Task to carry out:
Please output exactly the part of the records below that opens with the line containing "<point>104,55</point>" and closes with the line containing "<point>636,350</point>", both lines included, and nothing else.

The input:
__________
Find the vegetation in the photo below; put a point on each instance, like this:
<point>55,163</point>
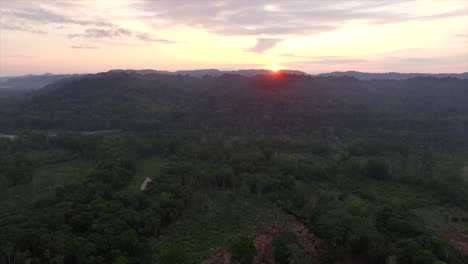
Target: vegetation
<point>372,167</point>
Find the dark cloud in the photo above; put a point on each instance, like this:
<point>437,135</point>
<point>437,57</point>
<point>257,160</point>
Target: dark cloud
<point>264,44</point>
<point>99,33</point>
<point>292,17</point>
<point>150,38</point>
<point>84,47</point>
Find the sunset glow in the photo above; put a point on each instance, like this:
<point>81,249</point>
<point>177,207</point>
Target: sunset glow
<point>372,36</point>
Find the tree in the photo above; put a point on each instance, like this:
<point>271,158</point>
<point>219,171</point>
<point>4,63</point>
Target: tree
<point>287,249</point>
<point>377,169</point>
<point>242,250</point>
<point>174,255</point>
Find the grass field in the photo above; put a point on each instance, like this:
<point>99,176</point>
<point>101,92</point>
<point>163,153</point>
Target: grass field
<point>45,180</point>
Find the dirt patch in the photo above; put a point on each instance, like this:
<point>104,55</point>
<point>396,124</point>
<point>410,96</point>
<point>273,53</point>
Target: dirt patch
<point>465,173</point>
<point>314,247</point>
<point>458,237</point>
<point>144,183</point>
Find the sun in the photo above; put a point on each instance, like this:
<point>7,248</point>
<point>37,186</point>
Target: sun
<point>275,68</point>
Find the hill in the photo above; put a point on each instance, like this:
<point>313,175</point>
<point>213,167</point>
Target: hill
<point>129,100</point>
<point>394,75</point>
<point>297,168</point>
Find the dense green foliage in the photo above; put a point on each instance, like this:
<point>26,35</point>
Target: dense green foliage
<point>357,162</point>
<point>242,250</point>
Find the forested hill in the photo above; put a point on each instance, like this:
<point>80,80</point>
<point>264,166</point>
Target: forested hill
<point>133,101</point>
<point>276,168</point>
<point>394,75</point>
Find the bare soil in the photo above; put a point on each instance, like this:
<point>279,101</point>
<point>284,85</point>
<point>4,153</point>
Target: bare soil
<point>465,173</point>
<point>314,247</point>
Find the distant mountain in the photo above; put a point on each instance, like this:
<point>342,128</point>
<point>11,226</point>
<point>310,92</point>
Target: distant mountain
<point>133,100</point>
<point>31,82</point>
<point>393,75</point>
<point>211,72</point>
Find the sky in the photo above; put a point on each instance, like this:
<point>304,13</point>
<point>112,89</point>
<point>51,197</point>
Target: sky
<point>87,36</point>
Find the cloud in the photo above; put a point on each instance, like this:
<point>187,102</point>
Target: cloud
<point>44,16</point>
<point>331,60</point>
<point>264,44</point>
<point>99,33</point>
<point>19,56</point>
<point>292,17</point>
<point>83,47</point>
<point>21,27</point>
<point>150,38</point>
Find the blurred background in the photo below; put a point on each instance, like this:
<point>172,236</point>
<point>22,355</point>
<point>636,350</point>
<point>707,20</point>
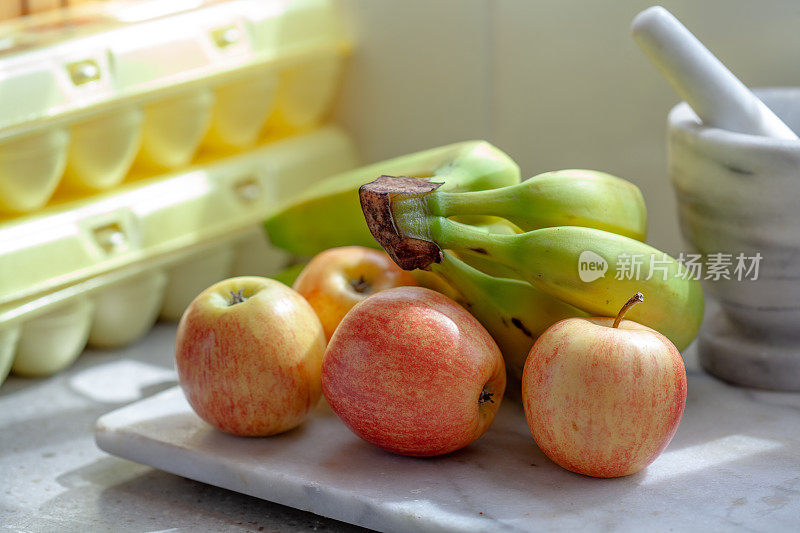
__________
Exercise answer:
<point>104,55</point>
<point>396,124</point>
<point>410,96</point>
<point>273,53</point>
Target: dirt patch
<point>465,173</point>
<point>314,247</point>
<point>458,237</point>
<point>144,183</point>
Find the sun in the photo above; put a point on each instance, like this:
<point>7,248</point>
<point>37,186</point>
Target: sun
<point>275,68</point>
Find the hill in the photo above; put a point on each instance, like this:
<point>313,175</point>
<point>213,167</point>
Target: hill
<point>129,100</point>
<point>394,75</point>
<point>297,168</point>
Find the dense green foliage in the photo above; put a point on each instance, like this:
<point>26,35</point>
Target: dense green foliage
<point>357,162</point>
<point>242,250</point>
Find the forested hill in the photo above; put a point on each instance, like this:
<point>80,80</point>
<point>264,166</point>
Target: forested hill
<point>133,101</point>
<point>276,168</point>
<point>394,75</point>
Find the bare soil in the photo above; put a point on each instance, like this:
<point>279,101</point>
<point>284,85</point>
<point>4,153</point>
Target: bare soil
<point>465,173</point>
<point>314,247</point>
Find the distant mountain in the photo above; put a point on each instance, like this:
<point>342,128</point>
<point>11,226</point>
<point>310,92</point>
Target: distant mountain
<point>133,100</point>
<point>31,82</point>
<point>393,75</point>
<point>211,72</point>
Find the sky in the photo above; put a point on each instance, like this:
<point>304,13</point>
<point>112,89</point>
<point>51,197</point>
Target: sky
<point>87,36</point>
Find the cloud in the photo above; put a point on each instance, like this:
<point>187,102</point>
Target: cloud
<point>44,16</point>
<point>331,60</point>
<point>264,44</point>
<point>99,33</point>
<point>19,56</point>
<point>292,17</point>
<point>83,47</point>
<point>21,27</point>
<point>150,38</point>
Find the blurred background in the photo below; put a point on each instance, like this:
<point>172,236</point>
<point>22,355</point>
<point>636,350</point>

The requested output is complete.